◆ **TEXTE DE LA PAGE**:
++++++++++++++++++++
📋 Le contexte 📋
La mondialisation du monde moderne a entraîné une hausse de la migration, soutenue par l’émergence de nouvelles technologies, comme le développement de nouveaux systèmes de transport sophistiqués. L’accélération de ces déplacements s’explique entre autres par le recours massif de certains pays à la main-d’œuvre étrangère, comme l’a fait la France dès la fin du XIXe siècle. Depuis, le thème du « problème de l’immigration » revient régulièrement dans le débat politique, que ce soit en France ou dans d’autres pays.
Les raisons qui motivent les étrangers à venir en France sont diverses, comme en témoignent les différents motifs à l’origine des demandes de titres de séjour (document assurant la reconnaissance par l’autorité publique du droit à séjourner sur le territoire national pour un ressortissant étranger majeur). Au 31 décembre 2020, d’après les sources du Ministère de l’Intérieur, ce sont plus de 3,3 millions de ressortissants de pays étrangers qui détiennent un permis de séjour en France. 92,7% d’entre eux viennent des pays tiers à l’Union Européenne. Le premier motif pour ces permis de séjour est le motif familial (il en concerne plus de 1,2 million, soit près de la moitié), suivi du motif humanitaire (17,8%) dont plus d’un tiers est un document provisoire donné aux demandeurs d’asile avec un dossier encore en instance de traitement. Les motifs variés représentent 12% des permis de séjour (hors renouvellement de plein droit), et regroupent principalement les visiteurs, les étrangers entrés mineurs et les retraités. Quant au motif économique, il concerne un permis valide sur 10 (avec souvent une durée inférieure à 5 ans), contre 9% pour les études (la première raison de délivrance de titres courts, un an au plus).
De nombreux pays cherchent à accueillir de nouveaux arrivants.
Le Canada a pour objectif d’accueillir près d’un demi-million d’étrangers chaque année jusqu’en 2025, pour pallier le manque de main-d’œuvre criant dans le pays. Plus de 900 000 postes sont aujourd’hui à pourvoir dans de nombreux secteurs comme les soins de santé.
Également confrontée à une pénurie de main-d’œuvre sans précédent, l’Australie a porté ses quotas d’immigration à un niveau record. Le gouvernement travailliste a annoncé, vendredi 2 septembre, qu’il allait relever de 22 % le quota d’immigration qualifiée pour accueillir 195 000 étrangers par an. Un record historique.
Et nos voisins européens ne sont pas en reste. Le recrutement de travailleurs immigrés qualifiés devient un enjeu national en Allemagne, qui en appelle à la « mobilisation générale de l’État » pour faciliter l’arrivée outre-Rhin de centaines de milliers de ressortissants extérieurs à l’Union européenne. Le pays compte 2 millions d’emplois vacants. Il veut donc assouplir les règles d’accueil des étrangers.
++++++++++++++++++++
◆ **TÂCHES À RÉALISER**:
1. Recopiez tout ce qui va de la ligne contenant « Find the hair » jusqu'à la fin des enregistrements, consignes comprises, en décalant de 148 chaque coordonnée figurant dans les réponses.
2. Reprenez le texte sur l'immigration là où il s'arrête et poursuivez-le.
Les enregistrements n'ont aucun rapport avec le texte sur l'immigration.
++++++++++++++++++++
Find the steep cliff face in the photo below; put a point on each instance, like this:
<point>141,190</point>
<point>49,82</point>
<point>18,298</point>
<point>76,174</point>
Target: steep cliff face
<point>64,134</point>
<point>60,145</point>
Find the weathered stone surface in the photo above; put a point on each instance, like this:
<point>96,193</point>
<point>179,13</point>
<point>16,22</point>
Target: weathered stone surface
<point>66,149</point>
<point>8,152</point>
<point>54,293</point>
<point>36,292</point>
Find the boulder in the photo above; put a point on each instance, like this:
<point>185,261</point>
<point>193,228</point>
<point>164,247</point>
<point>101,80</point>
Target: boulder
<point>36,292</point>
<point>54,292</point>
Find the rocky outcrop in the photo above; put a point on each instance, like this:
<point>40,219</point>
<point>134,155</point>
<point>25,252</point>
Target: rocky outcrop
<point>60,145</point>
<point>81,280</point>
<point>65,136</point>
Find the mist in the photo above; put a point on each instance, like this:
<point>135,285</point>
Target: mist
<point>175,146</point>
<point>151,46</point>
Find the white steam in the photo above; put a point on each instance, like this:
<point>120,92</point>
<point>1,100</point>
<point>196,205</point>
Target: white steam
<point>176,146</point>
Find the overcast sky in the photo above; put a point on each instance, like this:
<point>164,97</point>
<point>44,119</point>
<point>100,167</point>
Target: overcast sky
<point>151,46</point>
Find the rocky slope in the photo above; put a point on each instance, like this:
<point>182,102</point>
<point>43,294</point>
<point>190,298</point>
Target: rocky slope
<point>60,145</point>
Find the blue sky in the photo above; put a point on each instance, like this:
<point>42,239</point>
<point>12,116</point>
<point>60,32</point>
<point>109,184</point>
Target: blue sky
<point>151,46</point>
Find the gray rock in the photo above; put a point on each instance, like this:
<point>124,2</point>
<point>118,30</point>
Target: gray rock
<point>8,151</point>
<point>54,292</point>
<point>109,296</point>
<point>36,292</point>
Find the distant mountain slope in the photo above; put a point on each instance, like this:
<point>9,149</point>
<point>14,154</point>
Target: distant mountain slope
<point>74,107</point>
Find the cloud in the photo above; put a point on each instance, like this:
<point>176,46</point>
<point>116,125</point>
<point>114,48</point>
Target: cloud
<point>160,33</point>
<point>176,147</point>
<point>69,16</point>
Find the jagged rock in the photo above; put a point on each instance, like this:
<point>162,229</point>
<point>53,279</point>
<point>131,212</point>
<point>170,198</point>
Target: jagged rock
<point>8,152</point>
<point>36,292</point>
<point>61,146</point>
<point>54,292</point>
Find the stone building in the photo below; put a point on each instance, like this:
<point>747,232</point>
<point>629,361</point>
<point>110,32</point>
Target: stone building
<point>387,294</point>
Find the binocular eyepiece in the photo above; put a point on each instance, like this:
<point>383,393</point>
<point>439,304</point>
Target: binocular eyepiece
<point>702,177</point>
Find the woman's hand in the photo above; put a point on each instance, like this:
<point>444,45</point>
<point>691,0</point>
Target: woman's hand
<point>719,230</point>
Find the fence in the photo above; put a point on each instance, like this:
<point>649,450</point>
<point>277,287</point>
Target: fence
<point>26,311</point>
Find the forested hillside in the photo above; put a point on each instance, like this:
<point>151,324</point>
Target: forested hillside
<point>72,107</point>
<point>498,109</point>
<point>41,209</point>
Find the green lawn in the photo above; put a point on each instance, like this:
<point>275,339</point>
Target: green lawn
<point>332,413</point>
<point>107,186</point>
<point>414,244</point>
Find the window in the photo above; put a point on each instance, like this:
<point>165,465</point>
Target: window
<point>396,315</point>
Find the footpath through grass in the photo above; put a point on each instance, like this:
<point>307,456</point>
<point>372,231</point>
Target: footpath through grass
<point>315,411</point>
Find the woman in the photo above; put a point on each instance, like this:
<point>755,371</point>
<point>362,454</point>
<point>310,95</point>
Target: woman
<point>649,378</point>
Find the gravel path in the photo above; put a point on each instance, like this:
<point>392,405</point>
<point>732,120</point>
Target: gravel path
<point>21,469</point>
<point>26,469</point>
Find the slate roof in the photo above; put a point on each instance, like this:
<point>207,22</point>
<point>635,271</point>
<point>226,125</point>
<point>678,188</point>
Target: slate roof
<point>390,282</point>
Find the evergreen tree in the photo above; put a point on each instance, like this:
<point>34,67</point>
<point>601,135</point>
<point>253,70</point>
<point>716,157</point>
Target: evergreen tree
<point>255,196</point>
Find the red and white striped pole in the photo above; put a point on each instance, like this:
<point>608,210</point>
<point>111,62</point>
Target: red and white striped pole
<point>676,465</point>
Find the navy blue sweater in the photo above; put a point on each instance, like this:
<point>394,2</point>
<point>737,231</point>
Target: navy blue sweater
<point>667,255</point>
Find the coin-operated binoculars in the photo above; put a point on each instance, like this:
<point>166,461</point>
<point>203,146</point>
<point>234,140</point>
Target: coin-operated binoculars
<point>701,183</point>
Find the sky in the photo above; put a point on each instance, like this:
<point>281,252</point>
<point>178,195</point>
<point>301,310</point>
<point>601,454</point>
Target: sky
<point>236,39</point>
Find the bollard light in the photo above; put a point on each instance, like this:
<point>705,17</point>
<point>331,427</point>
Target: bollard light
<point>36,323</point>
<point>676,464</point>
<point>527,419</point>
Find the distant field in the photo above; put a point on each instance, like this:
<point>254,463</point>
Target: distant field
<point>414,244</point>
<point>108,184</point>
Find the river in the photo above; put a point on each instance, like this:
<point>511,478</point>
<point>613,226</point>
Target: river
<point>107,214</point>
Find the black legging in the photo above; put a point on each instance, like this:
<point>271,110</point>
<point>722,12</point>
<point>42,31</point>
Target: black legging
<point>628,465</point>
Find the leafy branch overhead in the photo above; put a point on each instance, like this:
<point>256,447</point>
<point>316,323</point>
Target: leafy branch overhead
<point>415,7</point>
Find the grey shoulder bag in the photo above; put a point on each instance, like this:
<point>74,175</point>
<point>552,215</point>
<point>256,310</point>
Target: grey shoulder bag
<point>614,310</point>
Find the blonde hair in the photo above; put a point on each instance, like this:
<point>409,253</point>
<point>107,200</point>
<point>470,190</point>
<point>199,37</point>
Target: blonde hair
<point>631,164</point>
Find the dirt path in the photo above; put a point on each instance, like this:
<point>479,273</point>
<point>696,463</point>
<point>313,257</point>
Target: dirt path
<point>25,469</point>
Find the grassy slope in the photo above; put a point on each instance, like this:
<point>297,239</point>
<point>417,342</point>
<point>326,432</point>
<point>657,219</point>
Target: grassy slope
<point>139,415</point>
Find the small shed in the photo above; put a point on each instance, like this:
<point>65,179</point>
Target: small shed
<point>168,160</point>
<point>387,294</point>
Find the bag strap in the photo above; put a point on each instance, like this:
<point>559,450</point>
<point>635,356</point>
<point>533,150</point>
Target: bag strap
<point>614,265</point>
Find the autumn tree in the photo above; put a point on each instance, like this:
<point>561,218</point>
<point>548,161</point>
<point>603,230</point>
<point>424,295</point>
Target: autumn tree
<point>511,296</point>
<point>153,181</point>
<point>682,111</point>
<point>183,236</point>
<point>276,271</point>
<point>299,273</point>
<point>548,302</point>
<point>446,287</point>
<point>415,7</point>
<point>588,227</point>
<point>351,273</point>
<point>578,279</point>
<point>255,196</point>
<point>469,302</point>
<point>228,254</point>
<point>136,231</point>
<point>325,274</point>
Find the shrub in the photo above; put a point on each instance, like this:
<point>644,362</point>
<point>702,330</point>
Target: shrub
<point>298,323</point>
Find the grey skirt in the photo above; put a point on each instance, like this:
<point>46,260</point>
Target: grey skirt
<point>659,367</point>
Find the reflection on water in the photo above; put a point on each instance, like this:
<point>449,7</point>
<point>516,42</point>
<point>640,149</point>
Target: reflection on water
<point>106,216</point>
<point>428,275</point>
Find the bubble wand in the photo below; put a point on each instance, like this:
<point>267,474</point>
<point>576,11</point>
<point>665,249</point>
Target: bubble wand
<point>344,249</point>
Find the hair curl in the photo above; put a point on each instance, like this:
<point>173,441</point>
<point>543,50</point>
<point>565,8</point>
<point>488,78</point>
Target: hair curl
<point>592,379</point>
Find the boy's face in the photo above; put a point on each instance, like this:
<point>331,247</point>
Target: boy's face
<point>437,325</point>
++++++++++++++++++++
◆ **RÉPONSES**:
1.
Find the hair curl in the photo above; put a point on each instance, like this:
<point>173,441</point>
<point>543,50</point>
<point>565,8</point>
<point>488,78</point>
Target: hair curl
<point>740,527</point>
Find the boy's face in the photo above; put a point on each instance, like this:
<point>331,247</point>
Target: boy's face
<point>585,473</point>

2.
La question de l’accueil des étrangers n’a cessé de faire l’actualité en fin d’année dernière. Début novembre 2022, éclatait la polémique sur le débarquement de l’Ocean-Viking. Quelques jours plus tard, un nouvel accord était signé entre la France et le Royaume-Uni pour lutter contre les traversées de la Manche. Enfin, suite au meurtre de la petite Lola, Gérald Darmanin a demandé aux préfets d’appliquer plus fermement les obligations de quitter le territoire français (OQTF) à « l’ensemble » des étrangers en situation irrégulière et plus seulement aux « étrangers délinquants ». Mais les questions de fond comme l’impact économique de l’immigration, sont très peu abordées.
Dans ce contexte, une nouvelle loi sur l’asile et l’immigration en France sera votée prochainement. Présentée en décembre dernier par le gouvernement, elle sera débattue au Sénat en janvier et à l’Assemblée en mars. Il s’agira de la trentième loi immigration depuis 1980 !
Le projet de loi oscille entre durcissement et assouplissement et cherche un équilibre précaire. Le grand écart entre les deux mesures-phares symbolise l’équilibre recherché : d’une part, la délivrance d’une obligation de quitter le territoire français (OQTF) dès le rejet d’une demande d’asile en première instance, d’autre part la création d’un titre de séjour pour les travailleurs étrangers sans-papiers dans les « métiers en tension », qui manquent de main-d’œuvre.
En effet, comme le Canada, l’Australie ou l’Allemagne, la France semble également faire face à un besoin important de main-d’œuvre et réfléchit à faciliter l’accueil de main-d’oeuvre étrangère. Dans le cadre de la future loi sur l’asile et l’immigration, le gouvernement projette de créer un nouveau titre de séjour d’un an, pour les travailleurs étrangers des « métiers en tension ». Il vise à favoriser le recrutement de travailleurs étrangers en situation irrégulière dans les secteurs qui peinent à recruter. En effet, l’hôtellerie, la restauration ou encore le bâtiment ont des besoins d’effectifs importants. Pour tous ces secteurs à la peine pour attirer des salariés, employer des étrangers semble être devenu une nécessité.
Alors faut-il accueillir plus d’étrangers ? On en débat !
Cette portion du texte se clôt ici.